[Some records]
■ ■ ■

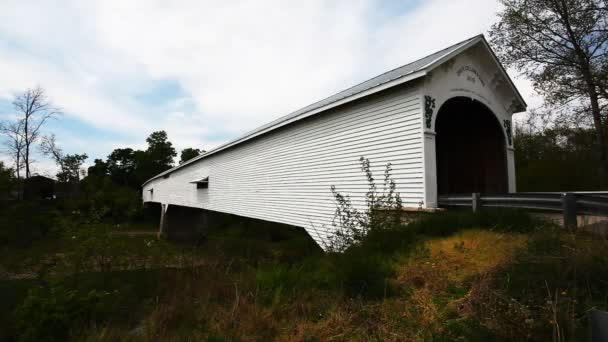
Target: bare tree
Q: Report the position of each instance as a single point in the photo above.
(14, 143)
(34, 111)
(49, 147)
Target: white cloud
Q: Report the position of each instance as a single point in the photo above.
(239, 63)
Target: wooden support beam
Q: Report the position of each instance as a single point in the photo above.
(569, 210)
(163, 221)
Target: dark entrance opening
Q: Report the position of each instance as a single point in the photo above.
(470, 144)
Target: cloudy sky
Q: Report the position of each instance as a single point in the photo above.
(208, 71)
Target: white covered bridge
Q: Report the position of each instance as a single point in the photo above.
(444, 122)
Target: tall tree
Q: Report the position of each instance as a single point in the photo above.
(562, 46)
(189, 153)
(122, 164)
(69, 164)
(33, 110)
(14, 144)
(6, 181)
(99, 169)
(160, 151)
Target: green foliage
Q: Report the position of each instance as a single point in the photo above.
(101, 199)
(7, 182)
(70, 168)
(561, 46)
(503, 220)
(364, 274)
(51, 312)
(557, 159)
(382, 211)
(121, 165)
(23, 222)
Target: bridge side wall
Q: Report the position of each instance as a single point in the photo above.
(285, 176)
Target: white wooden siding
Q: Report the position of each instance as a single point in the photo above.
(285, 175)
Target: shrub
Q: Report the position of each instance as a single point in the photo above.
(25, 221)
(382, 211)
(52, 313)
(363, 274)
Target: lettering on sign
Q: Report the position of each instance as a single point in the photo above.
(472, 75)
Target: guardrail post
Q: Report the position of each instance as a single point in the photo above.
(476, 201)
(569, 210)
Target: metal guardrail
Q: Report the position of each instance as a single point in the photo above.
(570, 204)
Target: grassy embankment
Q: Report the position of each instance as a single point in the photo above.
(450, 276)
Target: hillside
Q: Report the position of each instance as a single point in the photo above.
(450, 276)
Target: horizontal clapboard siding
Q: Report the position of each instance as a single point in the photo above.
(285, 176)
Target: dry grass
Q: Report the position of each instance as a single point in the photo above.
(425, 301)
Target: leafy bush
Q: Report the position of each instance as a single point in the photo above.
(382, 211)
(52, 313)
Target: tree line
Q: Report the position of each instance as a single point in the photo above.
(24, 136)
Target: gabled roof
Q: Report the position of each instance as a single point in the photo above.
(400, 75)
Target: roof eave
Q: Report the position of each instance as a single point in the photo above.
(480, 38)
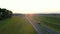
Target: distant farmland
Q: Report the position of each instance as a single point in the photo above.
(16, 25)
(52, 21)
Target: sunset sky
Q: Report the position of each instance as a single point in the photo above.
(31, 6)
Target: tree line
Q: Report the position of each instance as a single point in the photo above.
(4, 13)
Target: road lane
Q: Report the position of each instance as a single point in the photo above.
(34, 25)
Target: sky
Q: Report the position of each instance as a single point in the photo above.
(31, 6)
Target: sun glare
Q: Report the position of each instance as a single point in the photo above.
(31, 6)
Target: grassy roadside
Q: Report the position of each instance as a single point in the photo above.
(51, 22)
(16, 25)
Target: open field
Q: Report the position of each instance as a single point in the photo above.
(16, 25)
(51, 22)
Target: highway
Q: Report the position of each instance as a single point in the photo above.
(38, 27)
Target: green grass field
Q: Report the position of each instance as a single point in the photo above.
(51, 22)
(16, 25)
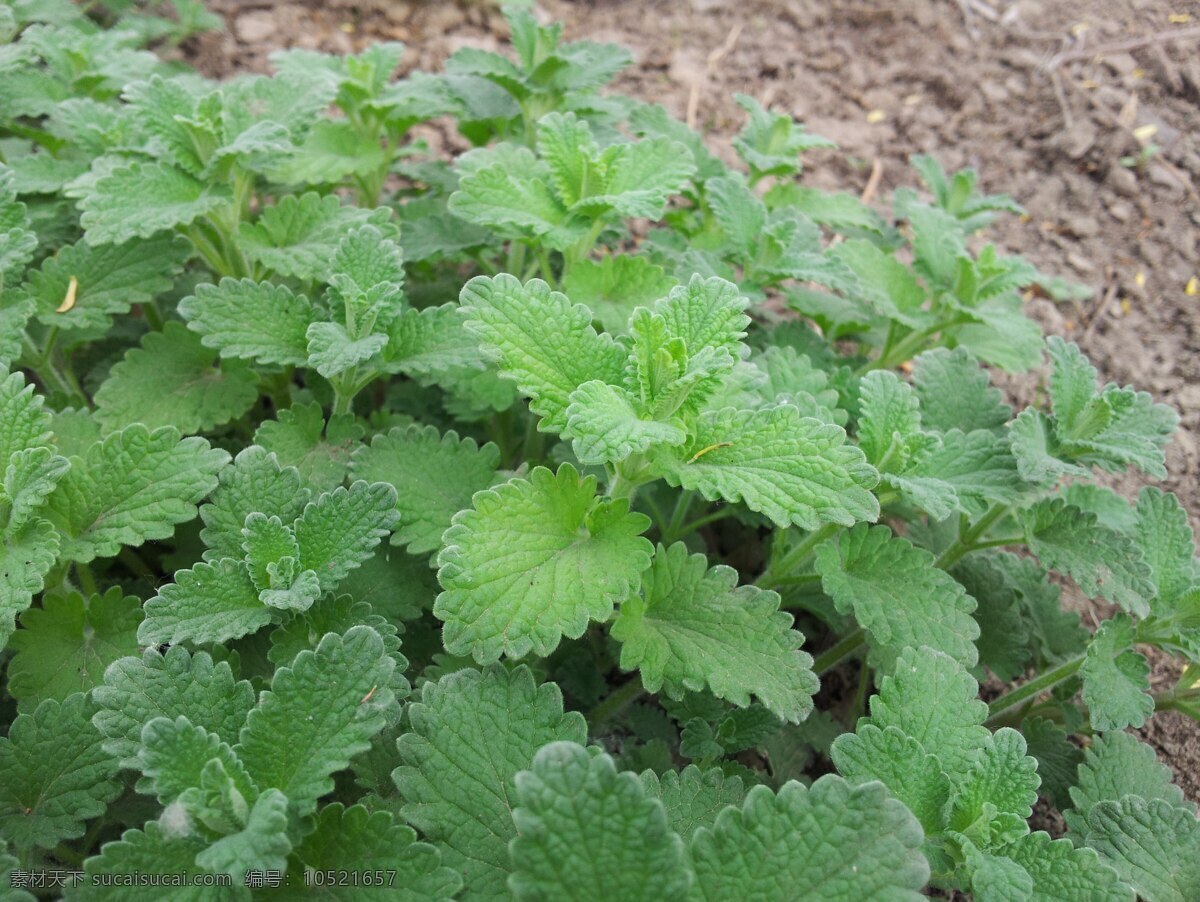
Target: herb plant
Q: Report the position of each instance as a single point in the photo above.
(579, 517)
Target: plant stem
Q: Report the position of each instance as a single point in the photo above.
(833, 656)
(617, 702)
(1035, 687)
(966, 542)
(775, 571)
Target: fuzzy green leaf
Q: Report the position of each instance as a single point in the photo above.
(1116, 679)
(832, 841)
(144, 199)
(172, 379)
(1101, 560)
(66, 644)
(251, 320)
(543, 343)
(137, 690)
(534, 560)
(132, 487)
(435, 477)
(371, 841)
(897, 594)
(1152, 845)
(793, 469)
(472, 732)
(54, 775)
(693, 627)
(318, 714)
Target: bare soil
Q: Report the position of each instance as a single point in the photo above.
(1051, 102)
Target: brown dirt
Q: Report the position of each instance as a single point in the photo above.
(1037, 97)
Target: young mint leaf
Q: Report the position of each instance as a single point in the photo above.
(321, 451)
(1061, 872)
(1102, 561)
(1152, 845)
(171, 685)
(318, 714)
(54, 776)
(172, 380)
(151, 849)
(898, 761)
(585, 827)
(143, 199)
(108, 278)
(933, 698)
(957, 394)
(472, 732)
(1116, 678)
(132, 487)
(298, 235)
(253, 482)
(616, 286)
(28, 481)
(66, 644)
(796, 470)
(371, 841)
(777, 846)
(251, 320)
(1003, 781)
(1115, 765)
(897, 594)
(543, 342)
(769, 143)
(435, 477)
(210, 602)
(576, 557)
(605, 426)
(174, 757)
(693, 798)
(693, 627)
(339, 530)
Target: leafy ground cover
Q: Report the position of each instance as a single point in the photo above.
(491, 524)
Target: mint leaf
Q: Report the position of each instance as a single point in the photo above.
(109, 280)
(132, 487)
(898, 761)
(472, 732)
(691, 627)
(582, 824)
(897, 594)
(543, 343)
(576, 557)
(171, 380)
(1152, 845)
(435, 477)
(318, 714)
(1116, 679)
(1115, 765)
(251, 320)
(371, 841)
(143, 199)
(778, 846)
(137, 690)
(54, 775)
(66, 644)
(796, 470)
(1101, 560)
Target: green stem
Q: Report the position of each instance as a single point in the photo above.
(617, 702)
(833, 656)
(790, 561)
(1035, 687)
(966, 542)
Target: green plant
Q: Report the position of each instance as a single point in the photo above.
(497, 533)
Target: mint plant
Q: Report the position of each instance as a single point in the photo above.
(581, 516)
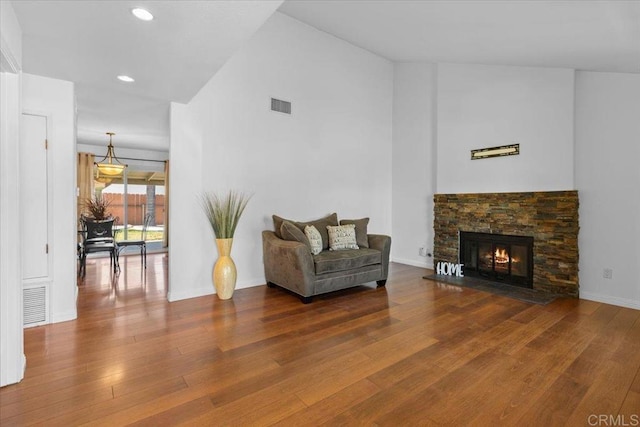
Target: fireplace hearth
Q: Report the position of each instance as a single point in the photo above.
(499, 257)
(549, 217)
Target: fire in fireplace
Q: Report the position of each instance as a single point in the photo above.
(499, 257)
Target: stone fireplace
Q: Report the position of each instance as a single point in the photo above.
(547, 221)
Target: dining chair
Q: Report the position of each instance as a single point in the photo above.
(97, 236)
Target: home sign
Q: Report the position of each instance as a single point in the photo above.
(449, 269)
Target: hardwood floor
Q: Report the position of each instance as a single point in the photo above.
(414, 353)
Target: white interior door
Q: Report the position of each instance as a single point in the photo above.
(34, 197)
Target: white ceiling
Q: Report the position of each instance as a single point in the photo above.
(173, 56)
(585, 35)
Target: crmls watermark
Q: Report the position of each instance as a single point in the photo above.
(613, 420)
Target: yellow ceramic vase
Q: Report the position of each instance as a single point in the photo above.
(224, 272)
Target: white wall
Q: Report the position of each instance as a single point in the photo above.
(483, 106)
(55, 100)
(189, 269)
(12, 360)
(608, 180)
(414, 161)
(333, 153)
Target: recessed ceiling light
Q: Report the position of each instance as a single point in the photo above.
(126, 79)
(142, 14)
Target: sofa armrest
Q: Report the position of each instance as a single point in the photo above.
(288, 264)
(383, 244)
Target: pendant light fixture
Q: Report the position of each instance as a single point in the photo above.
(110, 165)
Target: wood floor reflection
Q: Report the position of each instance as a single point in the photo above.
(417, 352)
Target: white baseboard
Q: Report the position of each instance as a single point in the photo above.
(413, 263)
(622, 302)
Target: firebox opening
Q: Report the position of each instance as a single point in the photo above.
(499, 257)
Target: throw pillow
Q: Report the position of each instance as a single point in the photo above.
(289, 231)
(319, 224)
(362, 236)
(315, 239)
(342, 237)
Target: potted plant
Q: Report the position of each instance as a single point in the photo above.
(224, 214)
(97, 207)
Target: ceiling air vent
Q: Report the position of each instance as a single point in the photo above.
(280, 106)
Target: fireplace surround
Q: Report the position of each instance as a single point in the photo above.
(549, 218)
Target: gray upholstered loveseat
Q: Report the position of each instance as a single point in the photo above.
(290, 263)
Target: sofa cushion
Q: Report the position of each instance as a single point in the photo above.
(320, 224)
(333, 261)
(362, 237)
(342, 237)
(315, 239)
(289, 231)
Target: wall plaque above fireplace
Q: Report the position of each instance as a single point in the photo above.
(499, 257)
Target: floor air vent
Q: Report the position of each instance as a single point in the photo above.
(280, 106)
(34, 305)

■ ■ ■

Instruction: Repeat only what runs from the line holding "Target: fireplace surround" to the end of the data, keeping every line exactly as written, first and last included.

Finished exercise:
Target: fireplace surround
Q: Report the position of each instance as a single point in the photo above.
(549, 218)
Target: gray upholstered loveseat
Q: Report the position of each instance as a single point in the photo above.
(290, 263)
Target: sofa cushion
Q: Report the position of each instance as a single point in the photo above.
(320, 224)
(333, 261)
(362, 237)
(342, 237)
(315, 239)
(289, 231)
Target: wall plaque above fireplace
Q: Report the position of each instance as a single point in the photo above.
(499, 257)
Target: floor air vent
Q: Report the position of each instance as a single point in the photo above.
(280, 106)
(34, 305)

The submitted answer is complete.